■ Exercise instructions:
Continue the blog post about declining leadership from the point where it stops.

■ Document passage:
Saying No Thank You to Leadership

A number of years ago I made a critical decision. I said No Thank You to leadership. It took me a while to recognize that I had made that decision, because I’d certainly not been conscious of it at the time. But I did. I walked away from leadership; I didn’t want anything to do with it any more.

I suspect I’m not alone in that.

A few weeks ago I was handed a copy of Seth Godin’s latest book . I’m a big Seth Godin fan. He is always on to something, and brings it forth in tasty bites that leave me puffed and stuffed with inspiration. Tribes is no exception.

In five easy quotes I’ll summarize the message I took away.

  • For the first time ever, everyone in the organization–not just the boss– is expected to lead.
  • Individuals have far more power than ever before in history.
  • Leaders use passion and ideas to lead people. Managers use their authority. Leaders have followers. Managers have employees and direct reports.

■ Stored rows:
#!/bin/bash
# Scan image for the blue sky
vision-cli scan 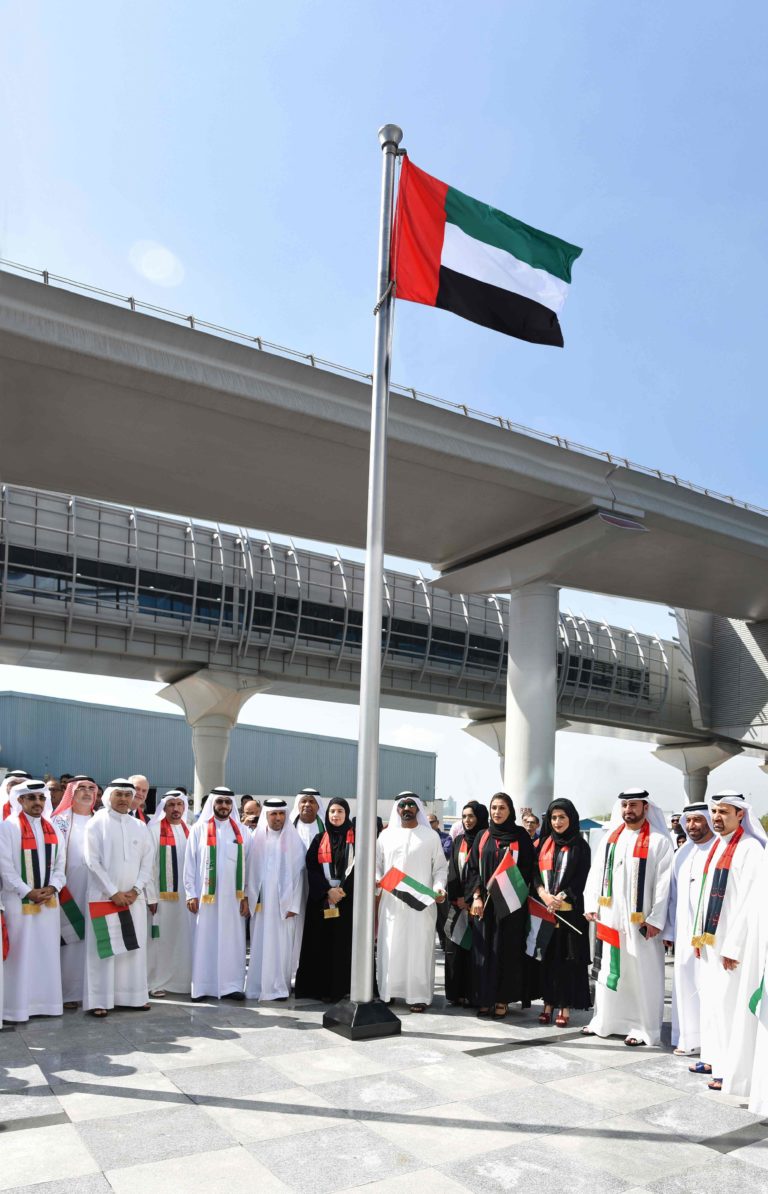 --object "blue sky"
[0,0,768,811]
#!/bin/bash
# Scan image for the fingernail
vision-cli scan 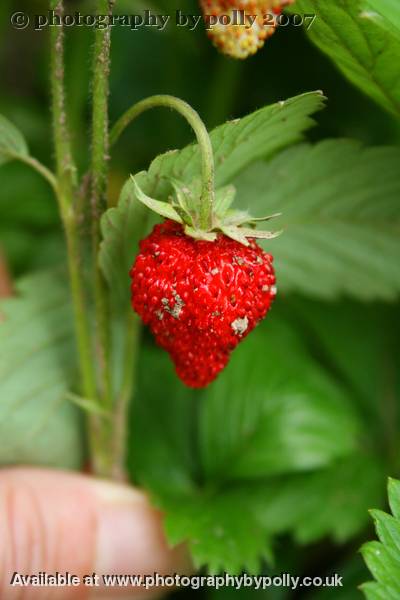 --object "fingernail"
[95,481,182,576]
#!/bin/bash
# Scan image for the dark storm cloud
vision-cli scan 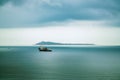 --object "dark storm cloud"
[0,0,120,27]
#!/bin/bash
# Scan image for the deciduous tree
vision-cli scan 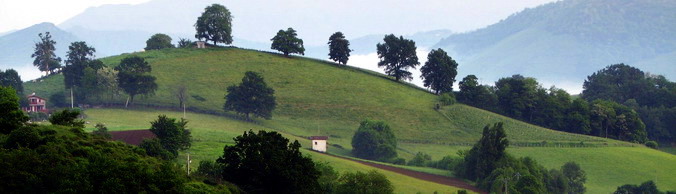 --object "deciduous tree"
[195,4,232,45]
[420,49,458,94]
[328,32,352,65]
[270,28,305,57]
[376,34,420,81]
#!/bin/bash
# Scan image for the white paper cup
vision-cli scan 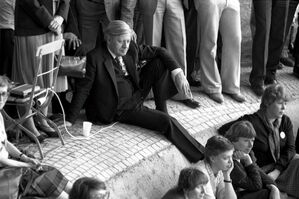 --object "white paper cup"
[82,121,92,137]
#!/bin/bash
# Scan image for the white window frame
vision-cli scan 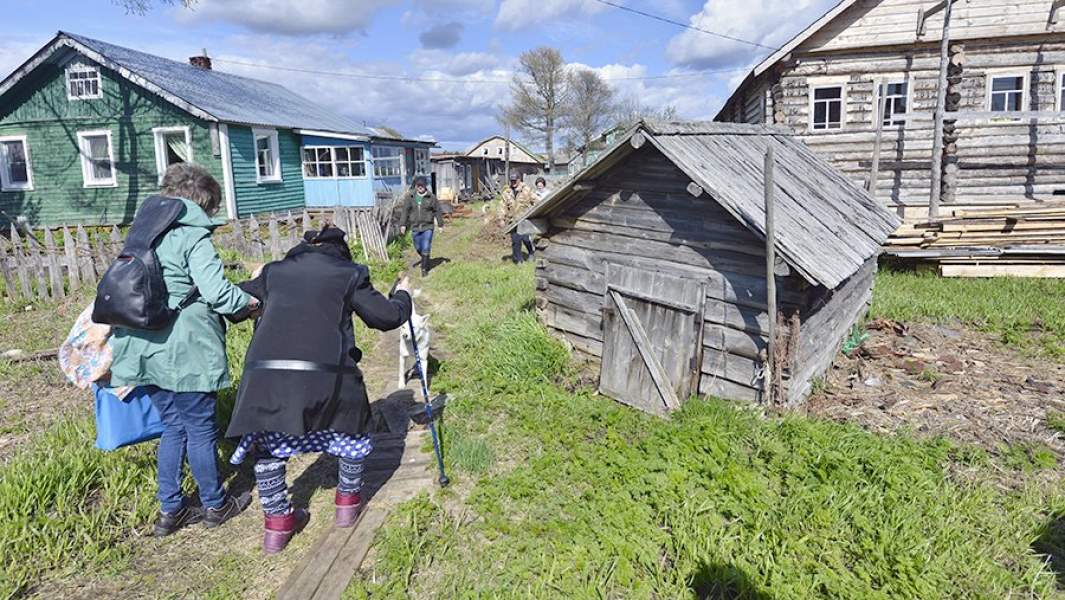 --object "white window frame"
[299,144,372,179]
[371,146,406,179]
[251,129,281,183]
[78,129,118,188]
[151,126,193,183]
[806,77,850,133]
[0,135,33,192]
[984,70,1026,116]
[63,61,103,100]
[873,75,914,126]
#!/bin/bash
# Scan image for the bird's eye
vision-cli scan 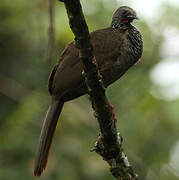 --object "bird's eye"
[123,19,129,23]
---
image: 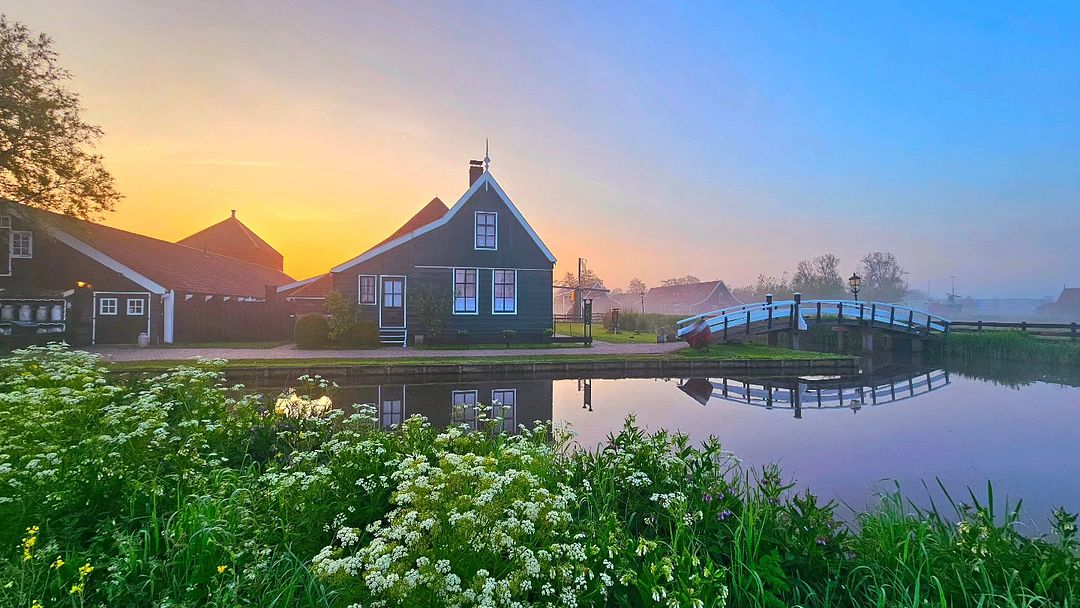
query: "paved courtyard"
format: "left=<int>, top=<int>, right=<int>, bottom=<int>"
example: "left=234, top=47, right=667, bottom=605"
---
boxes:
left=84, top=341, right=686, bottom=362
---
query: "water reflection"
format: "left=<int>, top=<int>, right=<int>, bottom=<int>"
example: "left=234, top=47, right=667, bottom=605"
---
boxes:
left=678, top=368, right=949, bottom=418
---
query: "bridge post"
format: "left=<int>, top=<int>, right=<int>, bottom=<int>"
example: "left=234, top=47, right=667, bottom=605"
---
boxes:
left=791, top=292, right=802, bottom=350
left=859, top=329, right=874, bottom=353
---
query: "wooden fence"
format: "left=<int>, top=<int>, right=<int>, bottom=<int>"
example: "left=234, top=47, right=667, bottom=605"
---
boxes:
left=174, top=295, right=293, bottom=343
left=949, top=321, right=1080, bottom=339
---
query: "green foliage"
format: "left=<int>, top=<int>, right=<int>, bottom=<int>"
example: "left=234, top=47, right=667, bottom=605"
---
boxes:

■ Result for this task:
  • Leadership is the art of giving people a platform for spreading ideas that work.
  • Leadership is scarce because few people are willing to go through the discomfort required to lead.

Early in my career I saw myself as a leader in the organizations of which I was apart. Over the last number of years I have spent my time supporting leaders in organizations. But if I listen carefully to what Seth is saying, perhaps I wasn’t and perhaps I’m not.

What may be closer to the truth is that I work mostly with managers and administrators, and we’ve come to call those people leaders because we don’t have other models of leadership to look at. Or if we do, they are so outside of our immediate experience that we can’t relate and emulate.  So we see manager as leader, leader as manager. From the top to the bottom, each with his or her area of influence and control, manipulating resources to accomplish set goals and targets.

And it leads me to question the veracity of the images we hold around what it means to be a leader in an organization.

As a general rule I avoid writing that diminishes the work of another. However I need an example of the kind of thinking that prevails in leadership development that is playing a role in maintaining commonly held images of leadership, and I want to juxtapose this against the kind of thinking that Seth Godin represents that is liable to shake things up.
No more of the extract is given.